* **Problem description**
Retype all of the data. Every line must match exactly.

* **Listing**
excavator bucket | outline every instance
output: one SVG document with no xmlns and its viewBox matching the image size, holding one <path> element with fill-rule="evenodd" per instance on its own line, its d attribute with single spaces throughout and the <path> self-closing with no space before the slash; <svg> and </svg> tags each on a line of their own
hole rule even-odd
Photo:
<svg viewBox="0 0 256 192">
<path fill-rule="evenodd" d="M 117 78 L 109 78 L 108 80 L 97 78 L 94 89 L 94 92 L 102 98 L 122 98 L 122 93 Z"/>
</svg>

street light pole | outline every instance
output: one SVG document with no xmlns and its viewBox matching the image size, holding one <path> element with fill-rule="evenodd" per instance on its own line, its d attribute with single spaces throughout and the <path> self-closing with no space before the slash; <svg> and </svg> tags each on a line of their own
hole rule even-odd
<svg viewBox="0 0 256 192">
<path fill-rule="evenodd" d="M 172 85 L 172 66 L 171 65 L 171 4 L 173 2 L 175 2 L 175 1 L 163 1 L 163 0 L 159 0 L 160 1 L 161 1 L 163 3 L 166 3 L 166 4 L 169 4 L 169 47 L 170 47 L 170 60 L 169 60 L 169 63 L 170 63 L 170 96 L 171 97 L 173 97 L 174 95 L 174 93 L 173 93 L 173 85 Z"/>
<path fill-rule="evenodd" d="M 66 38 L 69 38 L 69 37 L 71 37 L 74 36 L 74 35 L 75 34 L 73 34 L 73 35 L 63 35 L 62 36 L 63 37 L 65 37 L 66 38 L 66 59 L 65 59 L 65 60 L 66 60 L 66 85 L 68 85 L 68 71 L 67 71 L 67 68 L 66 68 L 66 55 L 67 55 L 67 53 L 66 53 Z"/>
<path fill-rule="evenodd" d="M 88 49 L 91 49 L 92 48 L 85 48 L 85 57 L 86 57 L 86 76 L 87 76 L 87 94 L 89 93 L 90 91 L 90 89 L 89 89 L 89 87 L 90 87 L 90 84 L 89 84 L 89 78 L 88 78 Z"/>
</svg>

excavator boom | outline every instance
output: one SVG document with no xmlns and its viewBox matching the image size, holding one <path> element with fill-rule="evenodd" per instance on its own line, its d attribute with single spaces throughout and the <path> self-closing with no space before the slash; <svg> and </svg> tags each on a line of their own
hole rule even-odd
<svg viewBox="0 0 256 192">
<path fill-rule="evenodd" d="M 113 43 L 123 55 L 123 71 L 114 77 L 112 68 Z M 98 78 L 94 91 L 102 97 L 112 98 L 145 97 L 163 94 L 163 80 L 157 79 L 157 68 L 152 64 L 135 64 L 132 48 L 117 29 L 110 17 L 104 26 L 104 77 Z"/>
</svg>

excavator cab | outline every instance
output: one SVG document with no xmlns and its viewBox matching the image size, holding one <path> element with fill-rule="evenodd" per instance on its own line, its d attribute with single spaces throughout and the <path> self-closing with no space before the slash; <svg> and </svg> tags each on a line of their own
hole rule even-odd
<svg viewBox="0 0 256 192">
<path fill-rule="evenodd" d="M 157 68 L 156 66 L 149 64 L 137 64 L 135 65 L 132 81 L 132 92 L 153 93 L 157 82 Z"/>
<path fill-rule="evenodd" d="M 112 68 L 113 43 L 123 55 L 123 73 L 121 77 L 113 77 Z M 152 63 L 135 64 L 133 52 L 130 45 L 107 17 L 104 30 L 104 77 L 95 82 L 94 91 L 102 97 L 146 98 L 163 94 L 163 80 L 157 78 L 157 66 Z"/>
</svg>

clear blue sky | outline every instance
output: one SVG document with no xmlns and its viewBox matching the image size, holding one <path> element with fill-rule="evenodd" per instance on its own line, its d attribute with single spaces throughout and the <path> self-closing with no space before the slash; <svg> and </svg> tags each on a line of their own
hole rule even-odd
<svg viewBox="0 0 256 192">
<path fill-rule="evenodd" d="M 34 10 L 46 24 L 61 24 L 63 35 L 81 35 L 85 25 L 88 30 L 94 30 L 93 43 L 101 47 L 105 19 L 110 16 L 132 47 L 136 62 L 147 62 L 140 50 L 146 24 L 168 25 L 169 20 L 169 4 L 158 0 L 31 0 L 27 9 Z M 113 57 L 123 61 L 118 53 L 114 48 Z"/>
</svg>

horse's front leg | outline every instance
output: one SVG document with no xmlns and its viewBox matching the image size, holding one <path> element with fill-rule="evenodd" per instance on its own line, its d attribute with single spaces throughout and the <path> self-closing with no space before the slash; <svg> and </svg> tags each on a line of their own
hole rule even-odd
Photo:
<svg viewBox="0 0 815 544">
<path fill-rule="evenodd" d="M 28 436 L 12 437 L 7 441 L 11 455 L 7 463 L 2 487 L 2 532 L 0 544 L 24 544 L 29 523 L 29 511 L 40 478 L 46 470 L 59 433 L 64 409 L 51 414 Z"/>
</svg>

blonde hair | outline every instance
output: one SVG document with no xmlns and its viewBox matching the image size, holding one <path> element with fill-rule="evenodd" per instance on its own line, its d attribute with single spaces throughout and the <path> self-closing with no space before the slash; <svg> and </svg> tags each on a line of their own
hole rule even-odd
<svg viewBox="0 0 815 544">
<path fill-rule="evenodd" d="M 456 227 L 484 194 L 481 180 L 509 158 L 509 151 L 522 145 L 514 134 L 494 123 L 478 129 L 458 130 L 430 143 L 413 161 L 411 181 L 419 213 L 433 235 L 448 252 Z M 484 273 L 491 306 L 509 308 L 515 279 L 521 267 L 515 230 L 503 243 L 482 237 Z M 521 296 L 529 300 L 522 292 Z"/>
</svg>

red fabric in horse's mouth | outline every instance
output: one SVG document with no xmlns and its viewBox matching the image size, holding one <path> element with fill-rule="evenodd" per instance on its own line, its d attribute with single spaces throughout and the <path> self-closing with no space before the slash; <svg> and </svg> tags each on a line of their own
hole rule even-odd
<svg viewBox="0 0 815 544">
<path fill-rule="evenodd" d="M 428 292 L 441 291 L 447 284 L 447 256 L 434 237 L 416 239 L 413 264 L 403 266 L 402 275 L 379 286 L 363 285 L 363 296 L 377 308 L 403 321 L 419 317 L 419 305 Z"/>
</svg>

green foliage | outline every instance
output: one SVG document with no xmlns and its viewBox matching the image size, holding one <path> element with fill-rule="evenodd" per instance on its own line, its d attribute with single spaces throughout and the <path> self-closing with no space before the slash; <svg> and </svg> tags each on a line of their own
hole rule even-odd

* **Solved exercise**
excavator bucket | outline every instance
output: one SVG document with no xmlns and its viewBox matching the image size, holding one <path> element with fill-rule="evenodd" per instance on its own line, its d attribute with single spaces throughout and the <path> self-closing with no space before the slash; <svg> and </svg> tags each on a line of their own
hole rule even-odd
Photo:
<svg viewBox="0 0 256 192">
<path fill-rule="evenodd" d="M 117 78 L 109 78 L 108 80 L 97 78 L 94 89 L 94 92 L 102 98 L 122 98 L 122 93 Z"/>
</svg>

street light pole | outline every instance
output: one SVG document with no xmlns and its viewBox matching the image size, holding one <path> element with fill-rule="evenodd" per instance on its own line, its d attribute with single spaces throughout and the <path> self-closing with no space before the slash; <svg> and </svg> tags each on a line of their own
hole rule even-odd
<svg viewBox="0 0 256 192">
<path fill-rule="evenodd" d="M 172 85 L 172 66 L 171 65 L 171 4 L 173 2 L 175 2 L 175 1 L 163 1 L 163 0 L 159 0 L 160 1 L 161 1 L 163 3 L 166 3 L 166 4 L 169 4 L 169 47 L 170 47 L 170 60 L 169 60 L 169 63 L 170 63 L 170 96 L 171 97 L 173 97 L 174 95 L 174 93 L 173 93 L 173 85 Z"/>
<path fill-rule="evenodd" d="M 66 38 L 69 38 L 69 37 L 71 37 L 74 36 L 74 35 L 75 34 L 73 34 L 73 35 L 63 35 L 62 36 L 63 37 L 65 37 L 66 38 L 66 59 L 65 59 L 65 60 L 66 60 L 66 85 L 68 85 L 68 71 L 67 71 L 67 68 L 66 68 L 66 55 L 67 55 L 67 53 L 66 53 Z"/>
<path fill-rule="evenodd" d="M 88 49 L 91 49 L 92 48 L 85 48 L 85 57 L 86 57 L 86 76 L 87 76 L 87 94 L 89 93 L 90 91 L 90 89 L 89 89 L 89 87 L 90 87 L 90 84 L 89 84 L 89 78 L 88 78 Z"/>
</svg>

excavator boom | outline every instance
output: one SVG document with no xmlns and its viewBox matching the image size, holding one <path> element with fill-rule="evenodd" per instance on its own line, its d attribute with single spaces throughout and the <path> self-closing with no space before the slash; <svg> and </svg> tags each on a line of their own
hole rule even-odd
<svg viewBox="0 0 256 192">
<path fill-rule="evenodd" d="M 113 43 L 123 55 L 123 71 L 114 77 L 112 68 Z M 98 78 L 94 91 L 102 97 L 112 98 L 145 97 L 163 94 L 163 80 L 157 79 L 157 68 L 152 64 L 135 64 L 132 48 L 117 29 L 110 17 L 104 26 L 104 77 Z"/>
</svg>

excavator cab | outline every instance
output: one SVG document with no xmlns and its viewBox matching the image size, holding one <path> element with fill-rule="evenodd" per instance on its own line, its d attribute with single spaces throughout and the <path> self-closing with no space before the slash; <svg> and </svg> tags each on a line of their own
hole rule even-odd
<svg viewBox="0 0 256 192">
<path fill-rule="evenodd" d="M 157 68 L 156 66 L 149 64 L 137 64 L 135 65 L 132 81 L 132 92 L 153 93 L 157 82 Z"/>
<path fill-rule="evenodd" d="M 112 68 L 113 43 L 123 55 L 123 73 L 121 77 L 113 77 Z M 152 63 L 135 64 L 133 52 L 130 45 L 107 17 L 104 30 L 104 77 L 95 82 L 94 91 L 102 97 L 146 98 L 163 94 L 163 80 L 157 78 L 157 66 Z"/>
</svg>

clear blue sky | outline every instance
output: one SVG document with no xmlns and its viewBox matching the image size, holding one <path> element with fill-rule="evenodd" per instance on its own line, its d attribute with single spaces throughout and the <path> self-closing with no space before the slash; <svg> and </svg> tags each on a line of their own
hole rule even-odd
<svg viewBox="0 0 256 192">
<path fill-rule="evenodd" d="M 34 10 L 46 24 L 61 24 L 63 35 L 81 35 L 85 25 L 88 30 L 94 30 L 93 43 L 101 47 L 105 19 L 110 16 L 132 47 L 136 62 L 147 62 L 140 50 L 146 24 L 168 25 L 169 20 L 169 4 L 158 0 L 31 0 L 27 9 Z M 113 57 L 123 61 L 118 53 L 114 48 Z"/>
</svg>

horse's front leg | outline every instance
output: one SVG document with no xmlns and its viewBox matching the image size, holding one <path> element with fill-rule="evenodd" per instance on its own line, its d attribute with single spaces throughout and the <path> self-closing with no space before the slash; <svg> and </svg> tags each on a line of their own
hole rule even-odd
Photo:
<svg viewBox="0 0 815 544">
<path fill-rule="evenodd" d="M 28 436 L 12 437 L 7 441 L 11 455 L 7 463 L 2 487 L 2 532 L 0 544 L 24 544 L 29 523 L 29 511 L 40 478 L 46 470 L 59 433 L 64 409 L 51 414 Z"/>
</svg>

blonde hair | outline every instance
output: one SVG document with no xmlns and its viewBox matching the image size, holding one <path> element with fill-rule="evenodd" per instance on its own line, its d attribute with single spaces throughout and the <path> self-closing with no space before the slash; <svg> and </svg> tags each on a line of their own
hole rule even-odd
<svg viewBox="0 0 815 544">
<path fill-rule="evenodd" d="M 456 227 L 484 194 L 481 180 L 509 158 L 509 151 L 522 145 L 514 134 L 494 123 L 478 129 L 458 130 L 430 143 L 413 161 L 411 181 L 419 213 L 433 235 L 448 252 Z M 484 273 L 491 306 L 509 308 L 515 279 L 521 267 L 515 230 L 503 243 L 482 237 Z M 521 296 L 529 300 L 522 292 Z"/>
</svg>

red fabric in horse's mouth | outline every instance
output: one SVG document with no xmlns and its viewBox matching the image size, holding one <path> element with fill-rule="evenodd" per instance on its own line, its d attribute with single spaces throughout and the <path> self-closing with no space before the slash; <svg> and </svg> tags each on a line of their own
hole rule even-odd
<svg viewBox="0 0 815 544">
<path fill-rule="evenodd" d="M 428 292 L 441 291 L 447 284 L 447 256 L 434 237 L 416 239 L 413 264 L 403 266 L 402 275 L 379 286 L 363 285 L 363 296 L 377 308 L 403 321 L 419 317 L 419 305 Z"/>
</svg>

green foliage | outline every instance
output: one SVG document with no xmlns and its viewBox matching the image size, holding one <path> element with fill-rule="evenodd" per instance on its own line, its d attribute with single spaces throughout and the <path> self-closing with no space before the slash; <svg> and </svg> tags each on a line of their own
hole rule even-odd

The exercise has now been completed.